_Given task_
Everything from the line that contains "Mark one point on every instance of the flagstone" through the final line of the records below should be quoted exactly, except the pictures.

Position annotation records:
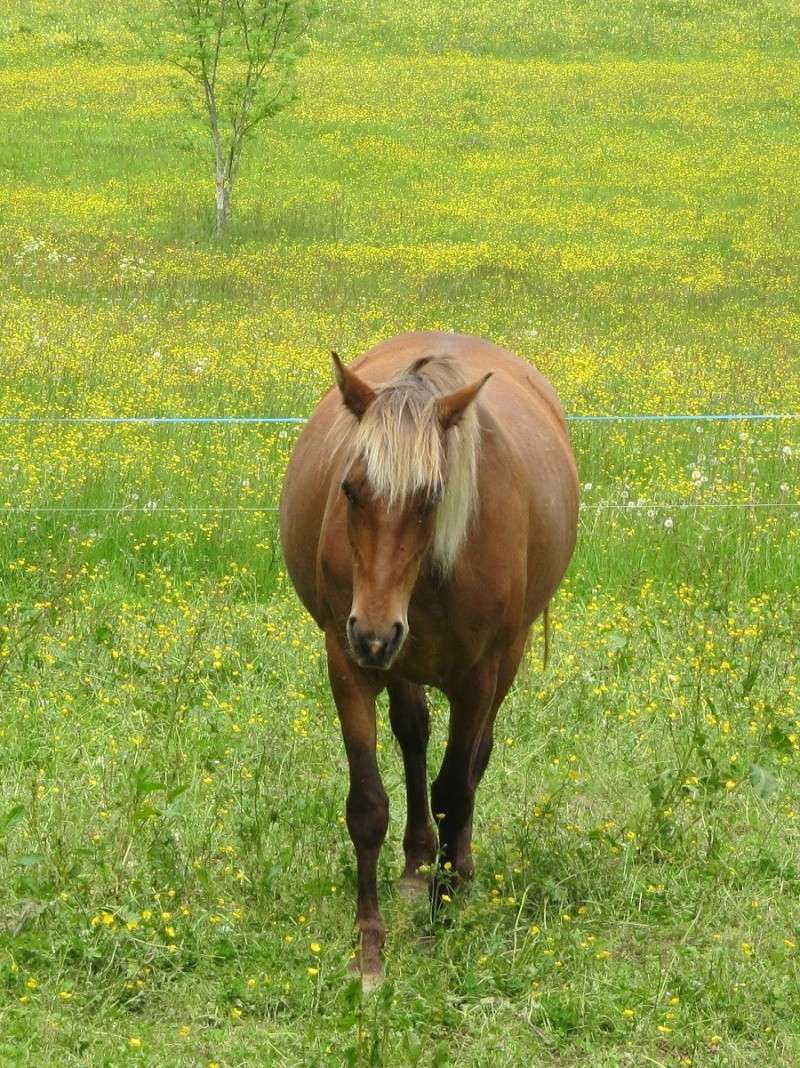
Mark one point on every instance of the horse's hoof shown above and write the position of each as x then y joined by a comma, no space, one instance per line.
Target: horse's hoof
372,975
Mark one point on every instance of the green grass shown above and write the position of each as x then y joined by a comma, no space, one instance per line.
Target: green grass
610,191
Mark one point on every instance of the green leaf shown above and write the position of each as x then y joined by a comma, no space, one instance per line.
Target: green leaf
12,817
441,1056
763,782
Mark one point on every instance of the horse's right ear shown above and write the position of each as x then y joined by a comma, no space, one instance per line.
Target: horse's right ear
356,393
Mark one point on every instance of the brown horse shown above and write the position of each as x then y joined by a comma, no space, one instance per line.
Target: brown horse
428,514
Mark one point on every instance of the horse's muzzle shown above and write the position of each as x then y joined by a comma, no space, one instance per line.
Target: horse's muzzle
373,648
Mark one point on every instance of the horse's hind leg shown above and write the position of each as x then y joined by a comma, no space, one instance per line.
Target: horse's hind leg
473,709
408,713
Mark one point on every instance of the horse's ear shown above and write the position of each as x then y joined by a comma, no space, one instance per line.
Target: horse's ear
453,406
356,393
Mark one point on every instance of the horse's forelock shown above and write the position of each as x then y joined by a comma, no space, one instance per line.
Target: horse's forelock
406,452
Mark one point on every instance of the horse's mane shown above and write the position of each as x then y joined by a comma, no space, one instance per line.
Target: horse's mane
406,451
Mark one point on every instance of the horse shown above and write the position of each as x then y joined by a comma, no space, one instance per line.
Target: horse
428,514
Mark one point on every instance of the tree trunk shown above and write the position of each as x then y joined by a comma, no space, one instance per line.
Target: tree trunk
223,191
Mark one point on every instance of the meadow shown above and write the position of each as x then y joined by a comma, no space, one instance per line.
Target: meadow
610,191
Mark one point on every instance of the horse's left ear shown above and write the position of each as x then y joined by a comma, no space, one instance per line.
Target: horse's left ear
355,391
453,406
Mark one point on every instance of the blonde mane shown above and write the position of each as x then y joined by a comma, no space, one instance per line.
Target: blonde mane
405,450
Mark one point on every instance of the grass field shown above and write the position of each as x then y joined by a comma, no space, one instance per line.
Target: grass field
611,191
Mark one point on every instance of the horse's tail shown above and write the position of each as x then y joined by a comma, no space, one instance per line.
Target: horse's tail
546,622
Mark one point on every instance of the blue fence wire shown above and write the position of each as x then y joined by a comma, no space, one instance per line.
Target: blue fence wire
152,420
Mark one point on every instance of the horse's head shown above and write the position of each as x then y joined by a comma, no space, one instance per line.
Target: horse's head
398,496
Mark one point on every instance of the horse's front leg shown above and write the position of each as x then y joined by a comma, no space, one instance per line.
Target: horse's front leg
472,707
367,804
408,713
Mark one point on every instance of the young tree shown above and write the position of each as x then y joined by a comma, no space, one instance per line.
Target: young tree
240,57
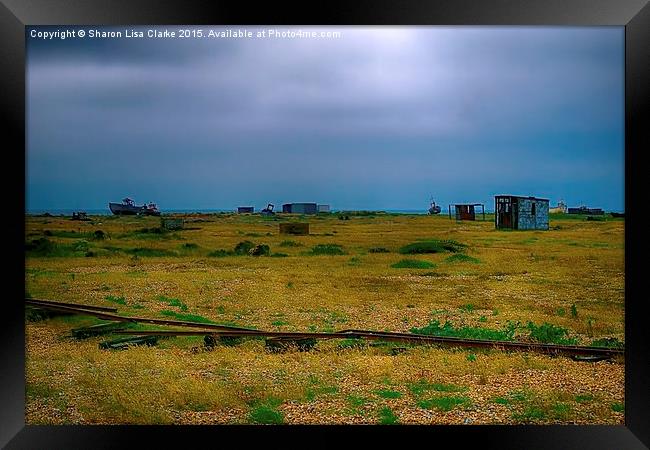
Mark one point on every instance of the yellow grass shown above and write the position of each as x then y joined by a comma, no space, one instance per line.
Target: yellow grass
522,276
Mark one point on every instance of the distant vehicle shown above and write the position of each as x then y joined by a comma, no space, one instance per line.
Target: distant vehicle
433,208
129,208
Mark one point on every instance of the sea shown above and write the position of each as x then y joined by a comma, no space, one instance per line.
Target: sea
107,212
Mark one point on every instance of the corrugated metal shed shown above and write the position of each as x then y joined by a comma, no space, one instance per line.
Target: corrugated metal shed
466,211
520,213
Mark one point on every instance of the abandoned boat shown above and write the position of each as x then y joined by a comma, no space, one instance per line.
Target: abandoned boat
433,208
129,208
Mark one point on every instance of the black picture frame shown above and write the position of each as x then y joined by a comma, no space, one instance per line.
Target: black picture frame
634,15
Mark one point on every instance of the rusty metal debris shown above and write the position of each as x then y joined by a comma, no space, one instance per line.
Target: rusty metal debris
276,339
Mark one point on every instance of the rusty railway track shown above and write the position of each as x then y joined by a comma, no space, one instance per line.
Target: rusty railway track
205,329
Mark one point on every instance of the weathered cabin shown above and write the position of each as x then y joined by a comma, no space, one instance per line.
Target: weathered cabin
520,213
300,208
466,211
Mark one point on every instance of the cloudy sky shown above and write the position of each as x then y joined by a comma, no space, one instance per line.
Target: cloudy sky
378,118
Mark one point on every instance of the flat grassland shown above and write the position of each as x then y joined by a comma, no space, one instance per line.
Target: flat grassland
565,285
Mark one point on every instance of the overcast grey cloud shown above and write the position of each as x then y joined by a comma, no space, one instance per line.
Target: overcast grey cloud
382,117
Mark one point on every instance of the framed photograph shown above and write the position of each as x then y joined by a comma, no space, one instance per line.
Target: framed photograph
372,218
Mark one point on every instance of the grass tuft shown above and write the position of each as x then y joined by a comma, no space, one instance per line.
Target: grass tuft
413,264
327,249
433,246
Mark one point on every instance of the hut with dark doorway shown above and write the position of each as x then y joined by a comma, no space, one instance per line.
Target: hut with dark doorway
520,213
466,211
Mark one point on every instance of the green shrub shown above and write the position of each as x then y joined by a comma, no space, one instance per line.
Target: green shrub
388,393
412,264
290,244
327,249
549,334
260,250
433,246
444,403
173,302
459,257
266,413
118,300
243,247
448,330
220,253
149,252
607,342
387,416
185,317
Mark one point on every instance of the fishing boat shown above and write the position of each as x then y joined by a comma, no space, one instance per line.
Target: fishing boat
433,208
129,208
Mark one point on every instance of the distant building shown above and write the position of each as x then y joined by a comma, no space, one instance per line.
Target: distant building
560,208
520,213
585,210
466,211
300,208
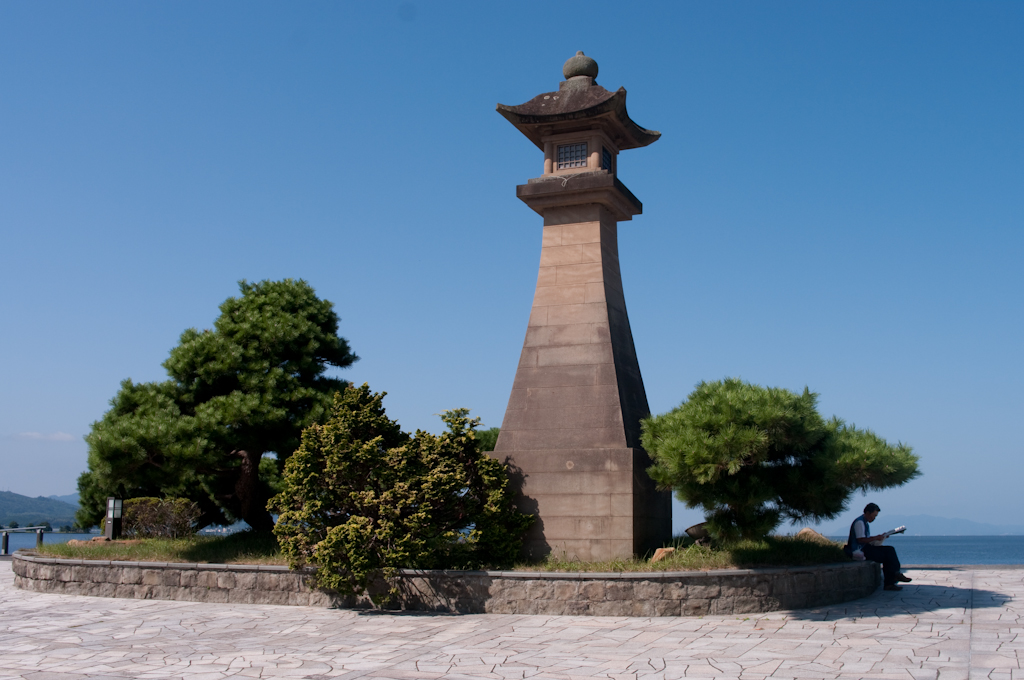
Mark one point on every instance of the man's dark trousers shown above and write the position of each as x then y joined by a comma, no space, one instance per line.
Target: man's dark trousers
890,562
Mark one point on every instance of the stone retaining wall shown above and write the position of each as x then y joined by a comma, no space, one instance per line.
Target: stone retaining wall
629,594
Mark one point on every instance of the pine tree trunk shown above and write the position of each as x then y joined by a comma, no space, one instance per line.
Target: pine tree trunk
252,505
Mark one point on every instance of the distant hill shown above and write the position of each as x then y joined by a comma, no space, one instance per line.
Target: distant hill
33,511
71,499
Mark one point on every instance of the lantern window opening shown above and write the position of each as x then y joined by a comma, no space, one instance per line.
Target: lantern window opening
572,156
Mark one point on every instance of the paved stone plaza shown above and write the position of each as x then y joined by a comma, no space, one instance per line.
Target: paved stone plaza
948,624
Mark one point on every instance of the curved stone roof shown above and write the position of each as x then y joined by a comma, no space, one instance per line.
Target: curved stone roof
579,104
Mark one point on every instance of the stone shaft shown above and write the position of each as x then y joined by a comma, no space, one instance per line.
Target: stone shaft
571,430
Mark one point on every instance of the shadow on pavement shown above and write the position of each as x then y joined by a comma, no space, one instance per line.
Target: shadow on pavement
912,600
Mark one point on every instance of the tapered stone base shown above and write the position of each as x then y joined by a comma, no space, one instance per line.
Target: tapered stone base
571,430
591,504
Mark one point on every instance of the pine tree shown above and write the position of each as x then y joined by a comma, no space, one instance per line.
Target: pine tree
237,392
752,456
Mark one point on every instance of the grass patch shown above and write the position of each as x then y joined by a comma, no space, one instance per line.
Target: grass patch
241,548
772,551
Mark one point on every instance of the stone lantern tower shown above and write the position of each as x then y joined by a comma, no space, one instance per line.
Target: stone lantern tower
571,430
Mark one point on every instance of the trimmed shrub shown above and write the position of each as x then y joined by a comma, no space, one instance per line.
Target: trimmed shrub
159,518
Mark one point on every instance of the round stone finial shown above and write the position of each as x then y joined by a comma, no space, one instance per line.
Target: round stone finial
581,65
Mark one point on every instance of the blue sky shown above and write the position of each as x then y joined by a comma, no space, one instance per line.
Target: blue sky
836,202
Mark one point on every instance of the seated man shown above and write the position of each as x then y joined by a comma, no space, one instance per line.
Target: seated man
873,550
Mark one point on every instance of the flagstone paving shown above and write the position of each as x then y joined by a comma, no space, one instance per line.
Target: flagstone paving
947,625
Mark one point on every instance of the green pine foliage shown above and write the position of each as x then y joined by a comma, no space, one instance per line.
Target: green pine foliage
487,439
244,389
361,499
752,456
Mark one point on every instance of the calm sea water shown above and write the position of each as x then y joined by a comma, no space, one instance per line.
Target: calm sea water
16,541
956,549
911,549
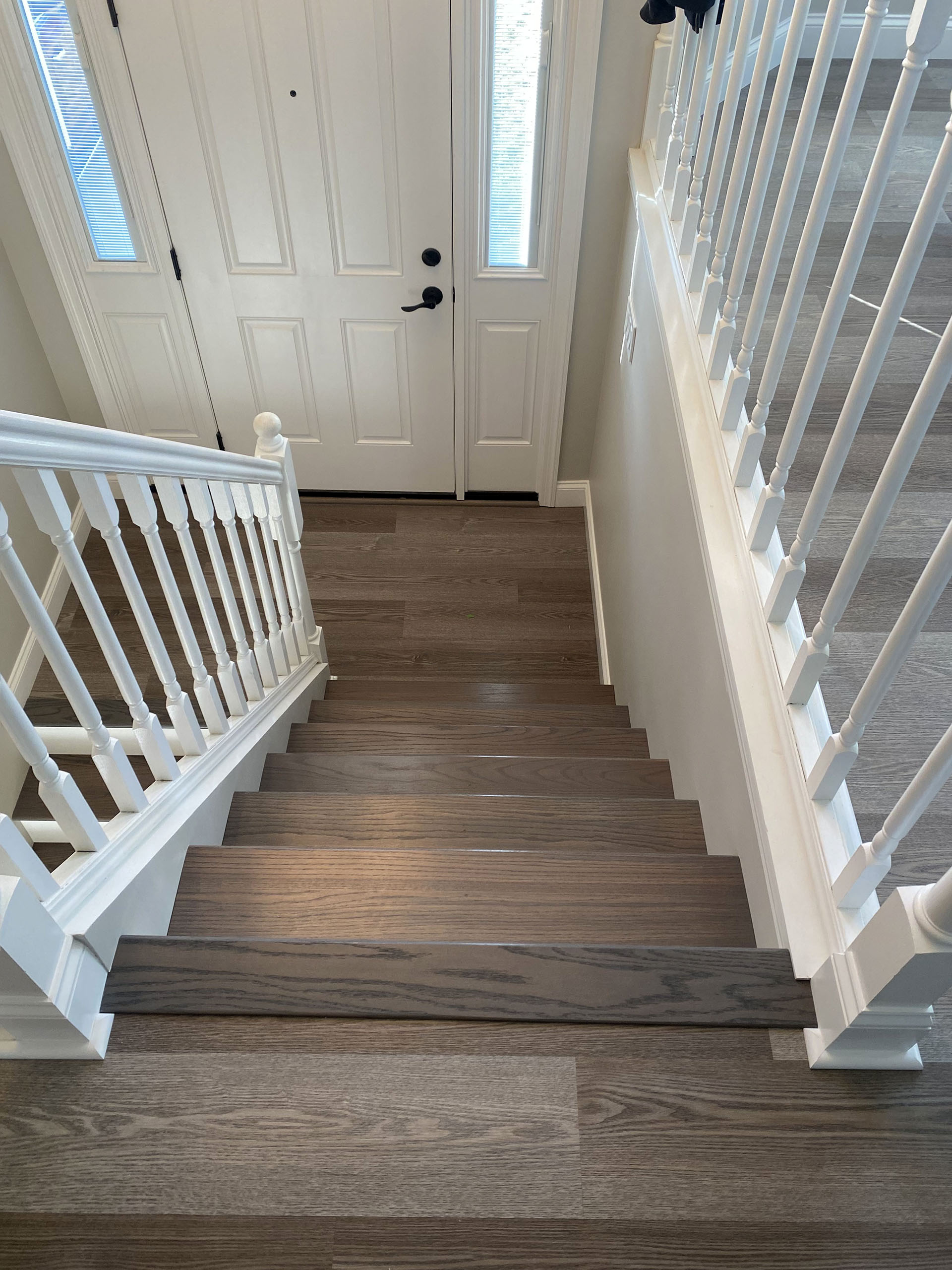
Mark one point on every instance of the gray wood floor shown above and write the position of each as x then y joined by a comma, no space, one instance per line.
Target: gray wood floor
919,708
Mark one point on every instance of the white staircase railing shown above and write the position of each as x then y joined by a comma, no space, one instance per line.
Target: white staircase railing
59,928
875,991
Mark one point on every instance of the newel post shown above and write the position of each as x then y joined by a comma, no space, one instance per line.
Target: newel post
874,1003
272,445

_Full output_
Mark one point on every instance of the flagstone paving shown above and write the position of each as x then y joined by a comma, no space, one instance per line.
Target: flagstone paving
947,625
Mark one point on every instance of the green pine foliage shown above and write the position of each as x then y joined by a comma, no space, one instance per line.
Target: green pine foliage
487,439
244,389
361,499
752,456
Mark one point on every instance of the calm sea water shown above and write the position of each as x then y joined by a comma, no space, one instance per line.
Target: calm sea water
16,541
956,549
911,549
Mark one point on every instance of the gray wood floor shown above and write the position of each as x then y joined by a comma, no space, one instance per line.
Target: gray wood floor
919,708
Mark one point on every instance of the white staircase railing shown above and write the position of each as x then y joined by a comma, no space, one instance per line.
Target: white staircase railing
59,928
875,991
Mark one point on every instance of the newel post shown above and write the position of each as x then y joined by a comma, no space, one instance per line.
Target: newel post
874,1003
272,445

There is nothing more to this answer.